The records Start Marker

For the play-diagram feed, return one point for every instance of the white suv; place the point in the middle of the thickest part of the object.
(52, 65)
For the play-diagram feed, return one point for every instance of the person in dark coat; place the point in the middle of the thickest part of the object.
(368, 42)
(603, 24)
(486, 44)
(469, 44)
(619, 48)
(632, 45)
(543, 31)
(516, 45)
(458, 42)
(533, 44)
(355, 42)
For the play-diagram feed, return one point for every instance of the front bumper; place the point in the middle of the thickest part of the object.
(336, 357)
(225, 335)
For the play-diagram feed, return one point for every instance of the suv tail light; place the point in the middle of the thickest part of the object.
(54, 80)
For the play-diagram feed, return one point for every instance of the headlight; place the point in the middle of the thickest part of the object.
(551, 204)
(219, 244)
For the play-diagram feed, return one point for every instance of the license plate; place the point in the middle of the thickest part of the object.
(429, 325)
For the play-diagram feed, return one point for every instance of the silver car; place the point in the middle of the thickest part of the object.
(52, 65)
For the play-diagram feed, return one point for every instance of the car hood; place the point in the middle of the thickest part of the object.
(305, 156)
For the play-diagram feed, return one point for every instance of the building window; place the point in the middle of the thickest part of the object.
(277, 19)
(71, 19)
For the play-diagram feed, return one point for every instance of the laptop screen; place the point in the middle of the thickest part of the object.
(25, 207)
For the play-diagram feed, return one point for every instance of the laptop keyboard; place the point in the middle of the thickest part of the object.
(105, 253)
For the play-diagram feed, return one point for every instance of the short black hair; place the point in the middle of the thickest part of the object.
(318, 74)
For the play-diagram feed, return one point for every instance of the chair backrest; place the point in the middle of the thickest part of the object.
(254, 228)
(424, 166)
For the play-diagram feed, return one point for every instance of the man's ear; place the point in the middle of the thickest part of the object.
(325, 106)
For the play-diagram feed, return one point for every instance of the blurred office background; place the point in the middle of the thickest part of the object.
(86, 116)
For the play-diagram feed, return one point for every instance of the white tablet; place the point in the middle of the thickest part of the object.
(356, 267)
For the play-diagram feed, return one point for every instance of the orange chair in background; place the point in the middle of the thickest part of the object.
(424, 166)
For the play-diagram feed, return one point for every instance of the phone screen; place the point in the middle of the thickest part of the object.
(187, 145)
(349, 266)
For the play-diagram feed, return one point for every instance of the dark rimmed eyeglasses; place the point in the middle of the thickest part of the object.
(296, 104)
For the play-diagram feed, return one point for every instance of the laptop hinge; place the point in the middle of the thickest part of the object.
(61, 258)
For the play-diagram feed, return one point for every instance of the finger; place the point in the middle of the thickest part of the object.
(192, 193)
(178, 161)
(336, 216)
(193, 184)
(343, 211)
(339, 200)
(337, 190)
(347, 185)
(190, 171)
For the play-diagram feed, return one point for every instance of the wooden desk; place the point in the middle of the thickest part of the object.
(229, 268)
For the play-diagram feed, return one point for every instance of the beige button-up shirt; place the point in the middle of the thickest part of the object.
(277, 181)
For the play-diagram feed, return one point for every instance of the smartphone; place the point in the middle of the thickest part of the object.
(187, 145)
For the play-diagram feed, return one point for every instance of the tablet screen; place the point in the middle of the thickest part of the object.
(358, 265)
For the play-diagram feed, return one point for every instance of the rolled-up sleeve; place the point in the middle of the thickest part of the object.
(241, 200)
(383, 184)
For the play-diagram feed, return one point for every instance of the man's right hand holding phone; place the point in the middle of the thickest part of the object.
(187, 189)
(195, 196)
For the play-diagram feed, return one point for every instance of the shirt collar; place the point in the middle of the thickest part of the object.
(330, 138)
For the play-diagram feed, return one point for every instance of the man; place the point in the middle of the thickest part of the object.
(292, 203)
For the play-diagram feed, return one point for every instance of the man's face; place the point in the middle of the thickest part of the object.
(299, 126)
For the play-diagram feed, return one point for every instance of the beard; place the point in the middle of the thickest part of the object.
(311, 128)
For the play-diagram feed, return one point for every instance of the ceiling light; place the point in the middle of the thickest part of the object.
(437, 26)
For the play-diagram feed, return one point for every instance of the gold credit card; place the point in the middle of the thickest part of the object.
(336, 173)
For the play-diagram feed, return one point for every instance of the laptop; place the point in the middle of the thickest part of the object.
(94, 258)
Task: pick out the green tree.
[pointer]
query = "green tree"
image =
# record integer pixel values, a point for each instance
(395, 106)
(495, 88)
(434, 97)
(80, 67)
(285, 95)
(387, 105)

The records End Marker

### Exercise instructions
Reproduce all of the listing, exactly as given.

### Task result
For the play-diagram feed, return one point for every instance of the white suv; place the point in the middle of the thickest part of the object.
(52, 65)
For the play-diagram feed, return one point for every instance of the person in dark coat; place the point in the middle of the thickest part of the object.
(368, 42)
(603, 24)
(486, 44)
(469, 44)
(619, 48)
(632, 45)
(543, 31)
(516, 45)
(458, 42)
(533, 44)
(355, 42)
For the play-diagram feed, return one point for every instance of the front bumper; place the point in the middle of the thickest part of the object.
(336, 357)
(225, 335)
For the play-diagram feed, return one point for every instance of the suv tail light; place the point in the middle of the thickest part of the object.
(54, 80)
For the play-diagram feed, return one point for every instance of the headlight; place the point in the middle of the thickest part of the object.
(551, 204)
(219, 244)
For the play-diagram feed, return one point for every instance of the license plate; place the point in the middle of the thickest part of the object.
(429, 325)
For the play-diagram feed, return one point for every instance of the silver car; place the point in the middle of the thickest part of the object.
(52, 65)
For the play-diagram feed, return one point for every instance of the car hood; place the point in the middle of the thickest part of the object.
(305, 156)
For the play-diagram feed, return one point for every instance of the building window; place the point in the middle of the thickest part of the object.
(277, 19)
(71, 19)
For the play-diagram feed, return one point for every instance of the laptop screen; place the point in the middle of the thickest part of the object.
(25, 207)
For the play-diagram feed, return one point for every instance of the laptop keyboard; place the point in the middle of the thickest part of the object.
(105, 253)
For the play-diagram feed, return one point for every instance of the short black hair; place the point in the middle of the thickest part of the object.
(318, 74)
For the play-diagram feed, return one point for every instance of the chair backrest; place the point in the middle of the thickest part of the object.
(254, 228)
(424, 166)
For the play-diagram feed, return one point for every instance of the man's ear; place the point in the middle of the thickest part of the object.
(325, 106)
For the play-diagram feed, return one point for every instance of the blurred office background; place the point in the middle of the thickest part of the object.
(86, 116)
For the play-diagram feed, return one point for every instance of the white tablet; place the point in the middle of the thickest part of the object.
(356, 267)
For the play-diagram feed, return one point for every instance of the orange chair in background; place the point in the middle of the thickest part of the object.
(424, 166)
For the play-diagram feed, return one point for every instance of the phone screen; place the point in the middle of the thickest part of the object.
(187, 145)
(349, 266)
For the play-diagram feed, return one point for every instance of the dark rimmed eyeglasses; place the point in the middle of the thickest part of the object.
(296, 104)
For the play-diagram feed, return one point for every instance of the laptop hinge; place the point in the middle of the thickest part of the object.
(61, 258)
For the play-diagram feed, return one point for every instance of the finger; place the point in the middle of the thickest part of the object.
(192, 193)
(178, 161)
(336, 216)
(193, 184)
(343, 211)
(339, 200)
(337, 190)
(347, 185)
(190, 171)
For the play-diagram feed, return one point for every instance of the wooden desk; place the point in the middle of the thickest part of the object.
(229, 268)
For the play-diagram feed, return one point for every instance of the beige button-up shirt; place the point in the middle of the thickest part of the object.
(277, 181)
For the play-diagram feed, return one point for every instance of the smartphone; place the point in the middle of the thickest part of the object.
(187, 145)
For the play-diagram feed, return one point for every instance of the tablet screen; place the point in the middle of the thickest part of the object.
(358, 265)
For the play-diagram feed, return one point for every instance of the rolled-up sleeve; place the point in the middle of the thickest part of the object.
(241, 200)
(383, 184)
For the play-diagram feed, return one point for every instance of the man's right hand holding phone; place the point in the middle of the thickest part of the object.
(187, 189)
(195, 196)
For the play-diagram feed, return one point for every instance of the shirt collar; place the point in the middle of the thickest part of the object.
(330, 138)
For the play-diagram feed, return one point for every instance of the man; place the point in the middle of the thickest part of the object.
(292, 203)
For the play-diagram feed, return one point for every instance of the man's face; place the point in the middle of the thickest part of the object.
(299, 126)
For the play-diagram feed, return one point for every instance of the beard; place the point in the middle of the thickest part of the object.
(311, 128)
For the play-diagram feed, return one point for every instance of the ceiling light; place the point in the middle of the thickest part of the object.
(437, 26)
For the play-diagram feed, return one point for every instance of the gold credit card; place the point in the middle of the thickest part of the object.
(336, 173)
For the play-diagram feed, return one point for every instance of the laptop; place the point in the middle of the thickest part of the object.
(94, 258)
Task: pick out the green tree.
[pointer]
query = "green tree"
image =
# record integer pixel values, a point for each instance
(395, 106)
(495, 88)
(434, 97)
(80, 67)
(285, 95)
(387, 105)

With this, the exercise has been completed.